What this task involves: Copy out again, unchanged, the listing below from the line that has "the man in the" through the line that has "Shelf-audit ticket. Put a marker on every instance of the palm".

The data:
——————————

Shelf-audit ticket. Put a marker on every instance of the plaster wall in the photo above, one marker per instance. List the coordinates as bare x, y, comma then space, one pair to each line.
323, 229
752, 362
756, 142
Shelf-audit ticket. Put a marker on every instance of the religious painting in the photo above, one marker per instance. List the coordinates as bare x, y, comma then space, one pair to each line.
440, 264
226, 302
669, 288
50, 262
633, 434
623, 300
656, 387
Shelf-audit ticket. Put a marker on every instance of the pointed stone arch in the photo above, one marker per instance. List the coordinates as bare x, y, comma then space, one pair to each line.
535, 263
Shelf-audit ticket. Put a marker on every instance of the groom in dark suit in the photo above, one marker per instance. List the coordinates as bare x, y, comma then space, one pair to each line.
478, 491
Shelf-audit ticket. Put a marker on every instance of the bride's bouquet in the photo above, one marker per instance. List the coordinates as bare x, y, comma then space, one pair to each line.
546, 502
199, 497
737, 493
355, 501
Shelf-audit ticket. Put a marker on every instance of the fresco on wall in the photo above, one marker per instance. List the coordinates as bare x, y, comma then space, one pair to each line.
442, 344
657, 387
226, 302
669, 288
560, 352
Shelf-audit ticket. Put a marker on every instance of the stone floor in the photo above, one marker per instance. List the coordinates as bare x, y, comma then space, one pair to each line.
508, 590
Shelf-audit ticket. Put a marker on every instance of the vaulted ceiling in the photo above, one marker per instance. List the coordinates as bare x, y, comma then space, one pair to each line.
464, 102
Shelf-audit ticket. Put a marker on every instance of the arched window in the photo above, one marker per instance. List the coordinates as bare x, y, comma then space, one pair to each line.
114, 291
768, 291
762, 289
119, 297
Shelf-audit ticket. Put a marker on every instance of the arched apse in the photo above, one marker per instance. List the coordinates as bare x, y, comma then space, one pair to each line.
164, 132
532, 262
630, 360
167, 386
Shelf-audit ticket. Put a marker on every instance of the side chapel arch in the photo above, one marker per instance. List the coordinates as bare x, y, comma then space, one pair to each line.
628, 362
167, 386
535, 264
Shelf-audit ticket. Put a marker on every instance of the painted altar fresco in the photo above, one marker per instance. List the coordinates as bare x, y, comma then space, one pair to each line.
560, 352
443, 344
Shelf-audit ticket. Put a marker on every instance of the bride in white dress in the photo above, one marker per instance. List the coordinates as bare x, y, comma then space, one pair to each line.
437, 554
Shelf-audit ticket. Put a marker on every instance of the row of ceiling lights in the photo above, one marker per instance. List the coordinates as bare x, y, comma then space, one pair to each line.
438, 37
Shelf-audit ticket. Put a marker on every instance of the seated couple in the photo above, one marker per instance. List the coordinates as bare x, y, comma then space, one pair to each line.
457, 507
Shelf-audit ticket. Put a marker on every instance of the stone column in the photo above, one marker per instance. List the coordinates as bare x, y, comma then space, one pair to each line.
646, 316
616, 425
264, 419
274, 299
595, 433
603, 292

——————————

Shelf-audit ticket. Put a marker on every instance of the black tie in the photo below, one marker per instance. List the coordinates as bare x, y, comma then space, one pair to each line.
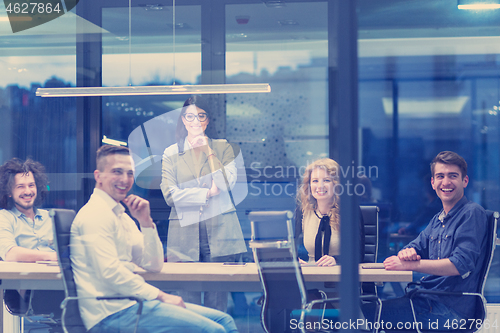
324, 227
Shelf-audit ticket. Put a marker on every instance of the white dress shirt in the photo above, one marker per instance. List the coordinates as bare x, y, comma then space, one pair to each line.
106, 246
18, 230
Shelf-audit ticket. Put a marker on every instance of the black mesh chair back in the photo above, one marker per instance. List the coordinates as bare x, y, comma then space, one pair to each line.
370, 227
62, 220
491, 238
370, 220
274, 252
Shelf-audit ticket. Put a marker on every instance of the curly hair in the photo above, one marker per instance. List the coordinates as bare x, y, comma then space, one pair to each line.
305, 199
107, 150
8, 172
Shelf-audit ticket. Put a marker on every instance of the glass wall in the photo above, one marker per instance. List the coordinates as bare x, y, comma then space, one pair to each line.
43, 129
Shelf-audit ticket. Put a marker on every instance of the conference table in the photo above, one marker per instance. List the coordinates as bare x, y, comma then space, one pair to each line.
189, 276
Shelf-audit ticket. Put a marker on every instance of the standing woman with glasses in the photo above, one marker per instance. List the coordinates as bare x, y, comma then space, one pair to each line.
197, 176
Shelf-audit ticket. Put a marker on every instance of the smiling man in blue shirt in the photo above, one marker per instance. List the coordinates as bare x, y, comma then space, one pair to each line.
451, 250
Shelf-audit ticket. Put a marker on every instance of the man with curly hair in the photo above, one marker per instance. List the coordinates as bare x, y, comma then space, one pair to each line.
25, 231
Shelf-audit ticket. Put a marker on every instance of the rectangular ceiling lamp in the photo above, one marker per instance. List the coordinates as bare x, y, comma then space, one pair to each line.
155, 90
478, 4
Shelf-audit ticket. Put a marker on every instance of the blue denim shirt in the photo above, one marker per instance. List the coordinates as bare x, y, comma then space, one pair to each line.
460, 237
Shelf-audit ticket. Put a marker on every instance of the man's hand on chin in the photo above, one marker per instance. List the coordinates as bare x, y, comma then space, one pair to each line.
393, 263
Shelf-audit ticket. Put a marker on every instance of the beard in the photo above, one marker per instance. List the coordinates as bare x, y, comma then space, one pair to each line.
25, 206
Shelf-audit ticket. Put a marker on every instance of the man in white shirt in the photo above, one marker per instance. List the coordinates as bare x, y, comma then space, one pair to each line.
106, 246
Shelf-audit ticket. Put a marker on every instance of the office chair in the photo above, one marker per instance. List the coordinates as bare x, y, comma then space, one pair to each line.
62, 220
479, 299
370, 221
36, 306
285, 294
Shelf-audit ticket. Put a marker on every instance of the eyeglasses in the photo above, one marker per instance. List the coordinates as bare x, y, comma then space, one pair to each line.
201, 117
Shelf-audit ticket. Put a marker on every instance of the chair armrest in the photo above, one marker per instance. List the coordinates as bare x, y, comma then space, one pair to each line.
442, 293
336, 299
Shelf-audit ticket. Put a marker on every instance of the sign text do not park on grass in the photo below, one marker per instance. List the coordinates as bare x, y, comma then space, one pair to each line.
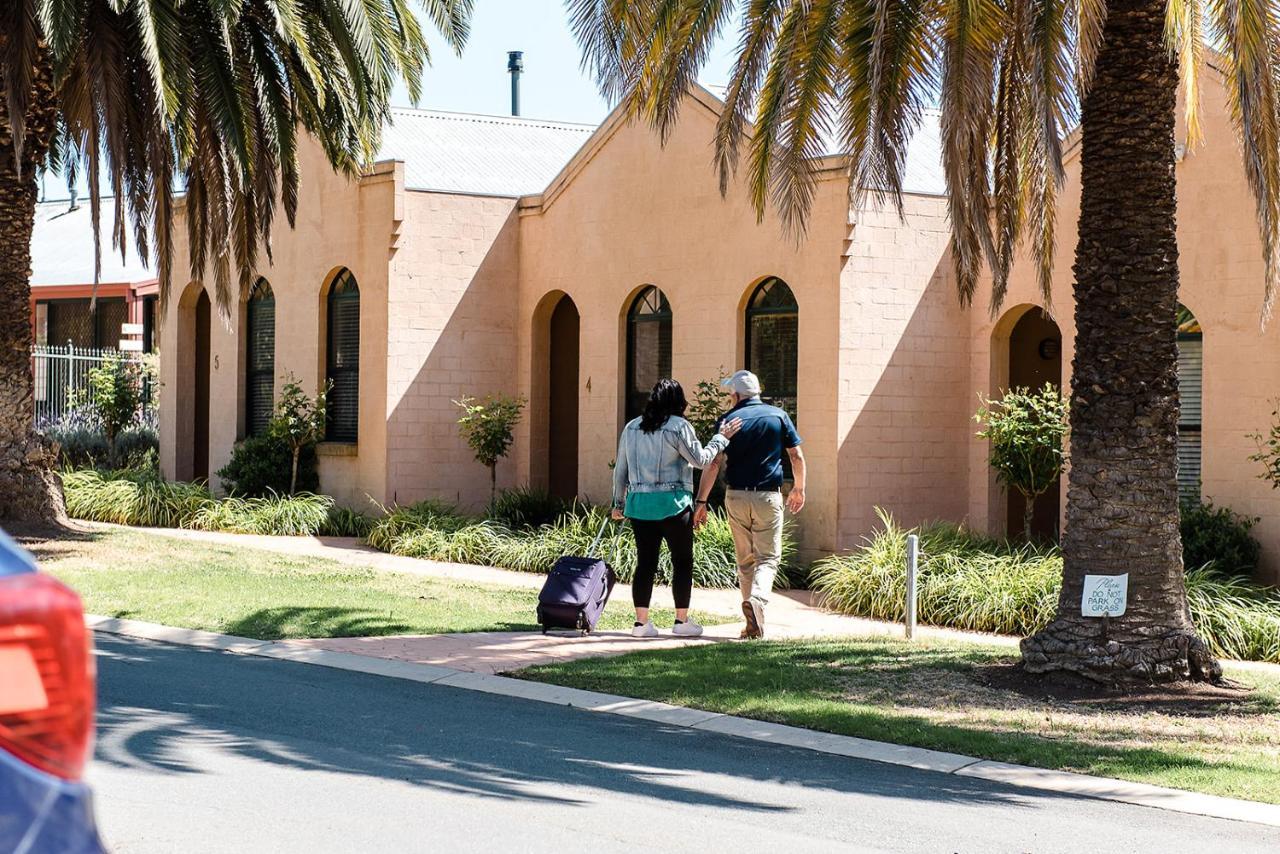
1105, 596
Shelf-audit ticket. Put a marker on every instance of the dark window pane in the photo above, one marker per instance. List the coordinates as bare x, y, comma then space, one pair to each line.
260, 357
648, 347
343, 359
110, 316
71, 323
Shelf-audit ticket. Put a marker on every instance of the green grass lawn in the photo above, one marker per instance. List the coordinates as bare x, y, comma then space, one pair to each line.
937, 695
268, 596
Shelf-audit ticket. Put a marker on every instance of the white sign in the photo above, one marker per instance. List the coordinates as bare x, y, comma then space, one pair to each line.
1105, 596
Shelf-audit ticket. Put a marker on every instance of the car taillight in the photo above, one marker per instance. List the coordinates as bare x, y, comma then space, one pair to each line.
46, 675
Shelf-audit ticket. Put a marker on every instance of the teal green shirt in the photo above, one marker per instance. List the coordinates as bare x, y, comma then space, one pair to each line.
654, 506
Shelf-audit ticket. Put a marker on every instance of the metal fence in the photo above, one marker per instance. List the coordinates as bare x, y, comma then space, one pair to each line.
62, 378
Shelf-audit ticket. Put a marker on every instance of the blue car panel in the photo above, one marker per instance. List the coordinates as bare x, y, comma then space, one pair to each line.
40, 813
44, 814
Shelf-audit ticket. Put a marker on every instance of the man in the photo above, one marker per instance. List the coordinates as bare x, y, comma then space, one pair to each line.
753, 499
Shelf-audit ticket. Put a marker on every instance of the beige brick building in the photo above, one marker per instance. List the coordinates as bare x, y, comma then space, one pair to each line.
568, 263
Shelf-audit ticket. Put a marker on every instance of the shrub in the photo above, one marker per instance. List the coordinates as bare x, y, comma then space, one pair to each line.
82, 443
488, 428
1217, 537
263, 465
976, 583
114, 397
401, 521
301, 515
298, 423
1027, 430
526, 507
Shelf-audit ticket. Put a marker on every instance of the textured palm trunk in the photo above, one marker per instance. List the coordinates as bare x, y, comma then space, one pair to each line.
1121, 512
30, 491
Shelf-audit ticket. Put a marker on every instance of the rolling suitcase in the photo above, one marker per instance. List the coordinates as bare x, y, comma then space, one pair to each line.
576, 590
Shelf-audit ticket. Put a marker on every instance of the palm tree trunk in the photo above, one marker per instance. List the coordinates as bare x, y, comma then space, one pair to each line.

——————————

Reply:
Shelf-audit ticket. Put a marker on every instance of the man in the photo above, one marker per instance. List the coordinates as bare x, y, comma then space, one pair to each line.
753, 499
Shelf-audit ticket. Put a marker on every instance of the beige brick building in the photo above, one marker per instance. List the coordinates as bare x, y, comma then space, one pair to each line.
568, 263
Shelf-audit ticket. Put a marker on every instance of the shrub in the photo above, one marker per instance. List the coordinates as bare x, y, comma then space, one pair to each line.
82, 443
488, 428
1217, 537
263, 465
976, 583
114, 397
401, 521
301, 515
298, 423
1027, 430
526, 507
Shelf-audit ticket. Put a marker on every instance of the textured palm trunk in the photo above, one marker per instance. List the coordinates as bare x, y, comma then space, one pair to each line.
1121, 512
30, 491
Shelf-audit ticket. Put a marker on every instance of the rolling suitcase in the photo above, one marker per instance. List the coordinates as bare x, y, comma then space, one pair to each line.
576, 590
Shelf-audit ticket. Put a marker on every instance of the palm tree trunk in the photo above, one marker per instance. List the coordinates as bare x, y, comma then space, one pair to each line.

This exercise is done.